---------- Exercise data ----------
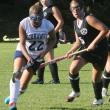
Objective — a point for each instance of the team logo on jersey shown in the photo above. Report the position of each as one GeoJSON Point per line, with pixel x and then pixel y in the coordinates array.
{"type": "Point", "coordinates": [83, 31]}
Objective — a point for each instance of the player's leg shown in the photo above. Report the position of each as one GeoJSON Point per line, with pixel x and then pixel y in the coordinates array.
{"type": "Point", "coordinates": [40, 75]}
{"type": "Point", "coordinates": [75, 66]}
{"type": "Point", "coordinates": [53, 67]}
{"type": "Point", "coordinates": [14, 82]}
{"type": "Point", "coordinates": [97, 85]}
{"type": "Point", "coordinates": [106, 77]}
{"type": "Point", "coordinates": [27, 74]}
----------
• Exercise prompt
What you return should be the entries from above, unchanged and without their images.

• Result of the exercise
Objective — a point for each instance of the team logo on jersey shown in the photo above. Report the position of each as one GeoJSON Point per line, with pixel x and then pixel y in the coordinates array.
{"type": "Point", "coordinates": [83, 31]}
Objective — a point for each instance of the player's leg shown in the photo above. Report the position of each as one GeoJSON Point per line, with pixel x and then pixel y in the coordinates array.
{"type": "Point", "coordinates": [40, 75]}
{"type": "Point", "coordinates": [75, 66]}
{"type": "Point", "coordinates": [53, 67]}
{"type": "Point", "coordinates": [14, 82]}
{"type": "Point", "coordinates": [97, 85]}
{"type": "Point", "coordinates": [106, 77]}
{"type": "Point", "coordinates": [27, 74]}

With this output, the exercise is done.